**Task to carry out**
Answer from the discussion of prediction markets:
1. At about what level did the chance of Nicki Minaj saying "Bible" peak?
2. Which SEC rule prohibits trading with material non-public information?
3. Which words did Brian Armstrong state at the end of an earnings call?

== Exercise passage ==

You don’t get it. Allowing insiders to trade disincentivizes normal people from putting money. Why else is it not allowed in stock market?


Why should normal people be incentivized to make trades on things they probably haven’t got the slightest idea about


The point of prediction markets isn't to be fair. They are not the stock market. The point of prediction markets is to predict. They provide a monetary incentive for people who are good at predicting stuff. Whether that's due to luck, analysis, insider knowledge, or the ability to influence the result is irrelevant. If you don't want to participate in an unfair market, don't participate in prediction markets.


But what's the point of predicting how many times Elon will say "Trump" on an earnings call (or some random event Kalshi or Polymarket make up)? At least the stock market serves a purpose. People will claim "prediction markets are great for price discovery!" Ok. I'm so glad we found out the chance of Nicki Minaj saying "Bible" during some recent remarks. In case you were wondering, the chance peaked at around 45% and she did not say 'bible'! She passed up a great opportunity to buy the "yes" and make a ton of money!

https://kalshi.com/markets/kxminajmention/nicki-minaj/kxmina...


I agree that the "will [person] say [word]" markets are stupid. "Will Brian Armstrong say the word 'Bitcoin' in the Q4 earnings call" is a stupid market because nobody a actually cares whether or not he actually says 'Bitcoin', they care about whether or not Coinbase is focusing on Bitcoin. If Armstrong manipulates the market by saying the words without actually doing anything, nobody wins except Armstrong. "Will Coinbase process $10B in Bitcoin transactions in Q4" is a much better market because, though Armstrong could still manipulate the market's outcome, his manipulation would influence a result that people actually care about. The existence of stupid markets doesn't invalidate the concept.


That argument works for insider training too.


And? Insider trading is bad because it's unfair, and the stock market is supposed to be fair. Prediction markets are not fair. If you are looking for a fair market, prediction markets are not that. Insider trading is accepted and encouraged in prediction markets because it makes the predictions more accurate, which is the entire point.


The stock market isn't supposed to be fair.


By 'fair', I mean 'all parties have access to the same information'. The stock market is supposed to give everyone the same information. Trading with privileged information (insider trading), is illegal. Publicly traded companies are required to file 10-Qs and 10-Ks. SEC rule 10b5-1 prohibits trading with material non-public information. There are measures and regulations in place to try to make the stock market fair. There are, by design, zero such measures with prediction markets. Insider trading improves the accuracy of prediction markets, which is their whole purpose to begin with.


I’m pretty sure that these model release date markets are made to be abused. They’re just a way to pay insiders to tell you when the model will be released.

The mention markets are pure degenerate gambling and everyone involved knows that


Correct, and this is actually how all markets work in the sense that they allow for price discovery :)


> people need to realize there are real people on the other side of these bets

None of whom were forced by anyone to place bets in the first place.


>Brian Armstong, CEO of Coinbase intentionally altered the outcome of a bet by randomly stating "Bitcoin, Ethereum, blockchain, staking, Web3" at the end of an earnings call.

For the kind of person playing these sorts of games, that actually really "hype".


Abuse sounds bad, this is good! Now we have a sneak peek into the future, for free! Just don't bet on any markets where an insider has knowledge (or don't bet at all)


In hindsight, one possible reason to bet on November 18 was the deprecation date of older models: https://www.reddit.com/r/singularity/comments/1oom1lq/google...


> On another note, heard on Bloomberg today that they've been working on GTA 6 for 10 years at this point.

It’s incredible to think about what else has happened during these past 10 years of development. Or think about other decade long stretches and what was accomplished.

Not cutting short what the undertaking of this is, just that the scale of this project spanning a decade is fascinating.

===
== Supplied entries ==

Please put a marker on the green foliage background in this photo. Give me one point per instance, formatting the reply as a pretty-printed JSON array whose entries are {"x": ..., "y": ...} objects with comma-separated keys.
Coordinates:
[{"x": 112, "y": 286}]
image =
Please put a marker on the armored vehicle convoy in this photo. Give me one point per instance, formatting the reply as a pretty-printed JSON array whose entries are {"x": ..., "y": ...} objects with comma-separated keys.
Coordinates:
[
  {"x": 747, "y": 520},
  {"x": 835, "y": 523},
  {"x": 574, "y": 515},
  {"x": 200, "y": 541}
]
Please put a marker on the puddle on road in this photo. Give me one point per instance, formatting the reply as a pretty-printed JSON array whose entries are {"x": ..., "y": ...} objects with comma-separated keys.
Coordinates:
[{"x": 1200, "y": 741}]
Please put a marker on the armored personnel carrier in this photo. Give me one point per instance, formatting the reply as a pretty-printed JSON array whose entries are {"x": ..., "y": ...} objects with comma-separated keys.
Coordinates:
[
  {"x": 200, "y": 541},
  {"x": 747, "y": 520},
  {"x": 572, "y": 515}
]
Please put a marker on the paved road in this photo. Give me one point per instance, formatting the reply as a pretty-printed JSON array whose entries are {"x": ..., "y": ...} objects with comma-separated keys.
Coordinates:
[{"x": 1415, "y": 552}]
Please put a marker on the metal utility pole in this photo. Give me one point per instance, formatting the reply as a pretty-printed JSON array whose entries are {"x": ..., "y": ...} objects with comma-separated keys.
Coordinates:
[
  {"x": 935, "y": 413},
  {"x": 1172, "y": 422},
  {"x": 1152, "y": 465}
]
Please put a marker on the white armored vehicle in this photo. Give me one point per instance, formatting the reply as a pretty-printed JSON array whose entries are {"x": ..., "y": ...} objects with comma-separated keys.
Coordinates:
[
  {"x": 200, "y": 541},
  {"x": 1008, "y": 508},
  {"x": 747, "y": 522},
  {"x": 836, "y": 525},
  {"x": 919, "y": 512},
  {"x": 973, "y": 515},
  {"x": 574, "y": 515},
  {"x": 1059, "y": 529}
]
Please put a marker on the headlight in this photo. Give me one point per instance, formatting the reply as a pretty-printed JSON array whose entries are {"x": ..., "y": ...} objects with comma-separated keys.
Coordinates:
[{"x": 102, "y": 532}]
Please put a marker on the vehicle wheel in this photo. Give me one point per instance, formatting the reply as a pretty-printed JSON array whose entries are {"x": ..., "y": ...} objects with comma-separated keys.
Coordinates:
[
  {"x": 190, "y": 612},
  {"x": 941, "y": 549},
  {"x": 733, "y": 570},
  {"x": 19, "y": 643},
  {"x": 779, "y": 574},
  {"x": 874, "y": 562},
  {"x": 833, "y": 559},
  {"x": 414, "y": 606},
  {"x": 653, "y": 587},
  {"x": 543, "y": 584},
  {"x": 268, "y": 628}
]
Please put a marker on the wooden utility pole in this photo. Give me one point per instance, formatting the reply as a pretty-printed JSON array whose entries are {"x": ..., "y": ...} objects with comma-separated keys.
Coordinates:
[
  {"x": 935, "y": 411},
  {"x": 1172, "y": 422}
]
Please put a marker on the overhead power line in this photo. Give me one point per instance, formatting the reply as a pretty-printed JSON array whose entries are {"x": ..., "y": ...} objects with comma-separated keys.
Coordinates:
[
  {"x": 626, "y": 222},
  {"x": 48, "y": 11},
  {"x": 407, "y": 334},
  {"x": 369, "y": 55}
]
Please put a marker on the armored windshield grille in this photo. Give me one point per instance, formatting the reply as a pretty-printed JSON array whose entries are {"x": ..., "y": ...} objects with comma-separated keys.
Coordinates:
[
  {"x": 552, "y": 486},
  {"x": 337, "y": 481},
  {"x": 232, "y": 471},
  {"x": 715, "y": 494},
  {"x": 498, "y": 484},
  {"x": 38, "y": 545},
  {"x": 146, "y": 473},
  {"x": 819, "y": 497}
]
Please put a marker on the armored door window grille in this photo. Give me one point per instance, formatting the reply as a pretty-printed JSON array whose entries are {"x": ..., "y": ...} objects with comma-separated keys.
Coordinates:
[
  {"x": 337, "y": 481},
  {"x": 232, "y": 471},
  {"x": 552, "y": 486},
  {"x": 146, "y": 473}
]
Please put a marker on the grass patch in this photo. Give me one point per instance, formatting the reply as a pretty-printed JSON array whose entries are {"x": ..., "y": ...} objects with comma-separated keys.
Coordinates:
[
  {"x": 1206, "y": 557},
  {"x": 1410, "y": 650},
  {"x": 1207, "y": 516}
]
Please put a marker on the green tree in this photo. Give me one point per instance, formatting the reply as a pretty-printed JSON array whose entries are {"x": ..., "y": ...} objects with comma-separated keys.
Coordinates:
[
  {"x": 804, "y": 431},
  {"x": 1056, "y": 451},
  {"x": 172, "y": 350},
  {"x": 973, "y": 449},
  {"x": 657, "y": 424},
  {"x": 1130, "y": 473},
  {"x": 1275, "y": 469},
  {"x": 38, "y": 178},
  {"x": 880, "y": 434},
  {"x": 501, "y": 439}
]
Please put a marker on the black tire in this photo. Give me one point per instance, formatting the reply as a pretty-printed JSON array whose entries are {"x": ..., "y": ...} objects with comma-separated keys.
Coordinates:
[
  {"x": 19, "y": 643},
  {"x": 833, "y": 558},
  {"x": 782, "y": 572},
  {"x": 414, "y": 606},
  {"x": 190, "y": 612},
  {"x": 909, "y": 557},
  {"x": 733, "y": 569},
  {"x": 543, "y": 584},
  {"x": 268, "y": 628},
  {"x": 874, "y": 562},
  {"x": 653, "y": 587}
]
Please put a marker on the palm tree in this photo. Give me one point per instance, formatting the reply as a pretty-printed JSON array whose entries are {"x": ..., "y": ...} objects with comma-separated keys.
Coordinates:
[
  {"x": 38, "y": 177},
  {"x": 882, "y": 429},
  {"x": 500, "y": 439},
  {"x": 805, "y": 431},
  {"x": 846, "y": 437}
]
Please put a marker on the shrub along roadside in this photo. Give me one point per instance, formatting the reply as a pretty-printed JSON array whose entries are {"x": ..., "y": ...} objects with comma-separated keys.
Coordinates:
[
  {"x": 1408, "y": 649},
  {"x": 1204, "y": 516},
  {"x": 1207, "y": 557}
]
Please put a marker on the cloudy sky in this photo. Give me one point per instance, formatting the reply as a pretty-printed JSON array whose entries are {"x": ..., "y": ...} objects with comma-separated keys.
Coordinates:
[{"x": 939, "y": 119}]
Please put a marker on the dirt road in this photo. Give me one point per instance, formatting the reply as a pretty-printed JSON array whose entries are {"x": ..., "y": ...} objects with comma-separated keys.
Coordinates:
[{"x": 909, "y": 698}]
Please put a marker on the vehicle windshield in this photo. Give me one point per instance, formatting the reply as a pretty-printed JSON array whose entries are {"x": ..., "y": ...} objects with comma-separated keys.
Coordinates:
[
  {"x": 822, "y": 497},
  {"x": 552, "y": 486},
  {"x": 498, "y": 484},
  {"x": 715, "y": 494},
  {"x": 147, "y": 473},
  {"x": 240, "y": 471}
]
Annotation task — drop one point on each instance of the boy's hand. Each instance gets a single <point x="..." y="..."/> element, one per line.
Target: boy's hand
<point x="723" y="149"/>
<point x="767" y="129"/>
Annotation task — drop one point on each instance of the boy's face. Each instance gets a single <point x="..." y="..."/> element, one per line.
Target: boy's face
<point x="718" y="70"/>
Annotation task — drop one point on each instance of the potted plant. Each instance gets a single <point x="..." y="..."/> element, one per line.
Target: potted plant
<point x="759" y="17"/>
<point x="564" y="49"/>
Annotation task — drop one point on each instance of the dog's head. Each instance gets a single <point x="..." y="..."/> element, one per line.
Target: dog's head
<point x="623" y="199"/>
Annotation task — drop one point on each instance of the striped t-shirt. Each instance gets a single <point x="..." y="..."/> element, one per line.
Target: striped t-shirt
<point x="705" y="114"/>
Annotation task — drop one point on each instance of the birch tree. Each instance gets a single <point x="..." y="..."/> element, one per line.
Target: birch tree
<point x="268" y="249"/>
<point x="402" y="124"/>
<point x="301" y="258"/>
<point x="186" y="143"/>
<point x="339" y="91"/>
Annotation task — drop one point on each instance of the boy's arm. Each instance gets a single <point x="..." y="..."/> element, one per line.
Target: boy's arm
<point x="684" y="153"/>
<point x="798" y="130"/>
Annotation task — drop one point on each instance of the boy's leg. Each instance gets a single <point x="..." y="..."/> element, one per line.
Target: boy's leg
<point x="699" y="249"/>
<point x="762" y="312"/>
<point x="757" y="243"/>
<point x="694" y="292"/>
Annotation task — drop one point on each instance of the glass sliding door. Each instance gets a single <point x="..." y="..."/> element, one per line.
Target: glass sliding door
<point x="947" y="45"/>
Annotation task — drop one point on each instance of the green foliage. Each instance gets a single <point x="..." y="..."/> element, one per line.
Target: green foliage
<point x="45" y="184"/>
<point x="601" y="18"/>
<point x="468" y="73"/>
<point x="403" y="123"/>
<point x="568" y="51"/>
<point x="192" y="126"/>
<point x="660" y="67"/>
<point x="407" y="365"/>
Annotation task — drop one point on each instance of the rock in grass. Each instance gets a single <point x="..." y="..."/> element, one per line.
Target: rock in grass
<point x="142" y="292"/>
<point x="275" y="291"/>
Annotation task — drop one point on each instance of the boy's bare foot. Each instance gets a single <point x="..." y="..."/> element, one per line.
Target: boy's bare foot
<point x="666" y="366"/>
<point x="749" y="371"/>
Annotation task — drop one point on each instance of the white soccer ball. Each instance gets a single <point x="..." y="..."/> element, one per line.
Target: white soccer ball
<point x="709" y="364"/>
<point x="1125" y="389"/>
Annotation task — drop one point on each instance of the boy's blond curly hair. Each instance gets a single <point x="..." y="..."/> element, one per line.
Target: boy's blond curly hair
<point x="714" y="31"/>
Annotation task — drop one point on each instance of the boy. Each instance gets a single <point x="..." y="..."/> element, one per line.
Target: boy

===

**Task response**
1. Around 45%.
2. SEC rule 10b5-1.
3. "Bitcoin, Ethereum, blockchain, staking, Web3".